Raw data:
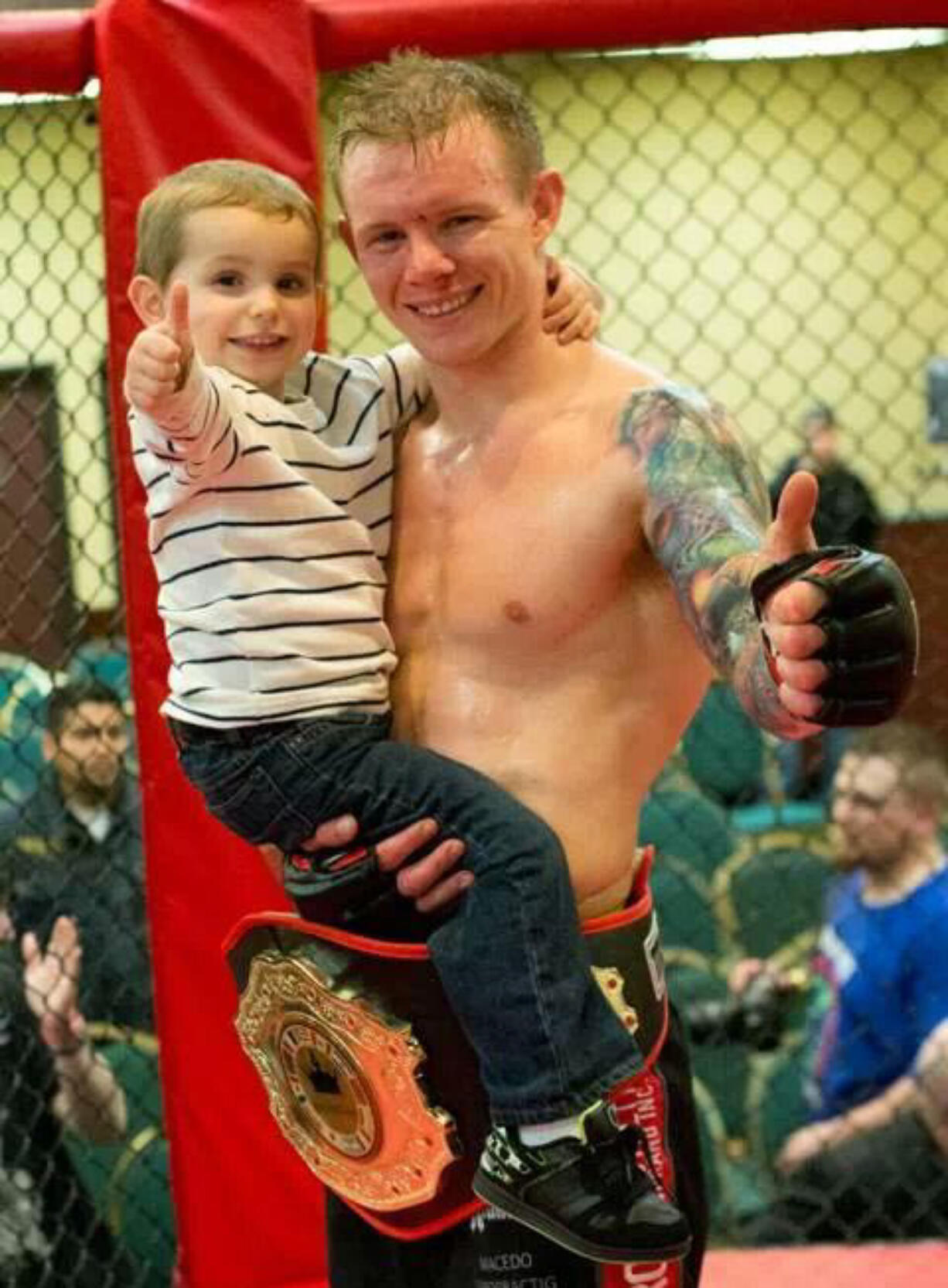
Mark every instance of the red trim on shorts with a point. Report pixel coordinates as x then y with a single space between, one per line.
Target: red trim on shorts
643 1102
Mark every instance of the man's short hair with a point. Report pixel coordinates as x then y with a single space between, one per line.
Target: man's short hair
414 98
917 753
205 186
66 697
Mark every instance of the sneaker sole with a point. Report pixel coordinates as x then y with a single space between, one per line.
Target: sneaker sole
491 1193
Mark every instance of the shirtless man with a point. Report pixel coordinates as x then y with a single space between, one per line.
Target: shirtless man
576 542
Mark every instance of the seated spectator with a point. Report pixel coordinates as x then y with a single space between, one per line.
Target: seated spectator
73 848
847 514
50 1081
874 1160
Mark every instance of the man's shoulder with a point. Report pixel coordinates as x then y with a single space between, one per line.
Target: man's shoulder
639 384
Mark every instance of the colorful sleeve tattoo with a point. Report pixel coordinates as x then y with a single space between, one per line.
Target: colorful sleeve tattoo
706 511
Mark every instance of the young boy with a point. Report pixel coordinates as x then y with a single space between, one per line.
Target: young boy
269 511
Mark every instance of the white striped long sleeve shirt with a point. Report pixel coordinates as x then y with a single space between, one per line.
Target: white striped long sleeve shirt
267 522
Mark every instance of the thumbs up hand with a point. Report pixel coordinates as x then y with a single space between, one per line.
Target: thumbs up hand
162 357
789 613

Problem to solve: Every entry above is to be repeated word for word, with all pictures omitted.

Finished task:
Mark every instance of the red trim on shorts with a point. Report pixel coordinates as x then y with a single space between, one per line.
Target: red trim on shorts
643 1102
Mark every instance of the man's short hair with a point. Report pixel coordinates as x then y with a single space between, one per line.
Target: man's short hair
414 98
917 753
205 186
66 697
Mark every instance of the sneaker sole with a point. Report pixel coordinates as x then y with a single space between, one per line.
Target: sneaker sole
491 1193
Mark every instance of the shirtless man with a point. Report pixel coordinates as x then y with a single space between, one per line.
Target: shirtless man
576 542
Mark every instance of the seated spectator with a point. Report pixel coordinates as x then y with a single space between, one per line.
Target: seated spectator
73 848
847 514
50 1081
874 1160
Mark every instance of the man's shoulder with a point. Report pixel coordinates as x then y with a single space between, one per line.
Target: man's shoulder
639 384
Mark every instance of the colorful sleeve tattoo with a point. Report pixel coordinates as x then y with a single space between, one per line.
Target: colorful sleeve tattoo
706 511
Mark every instance of the young boy with a point. Report pixel coordinates as x then y with a single space between, one per line.
Target: young boy
269 511
Mark every instance of the white striped long sleeve shirt with a point. Report pixel coordinates as x then y with a single space between, one per line.
Target: white striped long sleeve shirt
267 522
Mark every instance of the thumbs up hand with a point. Report pixel coordinates as x then y with a single space between, one per line.
Target: thumbs up hand
162 357
789 613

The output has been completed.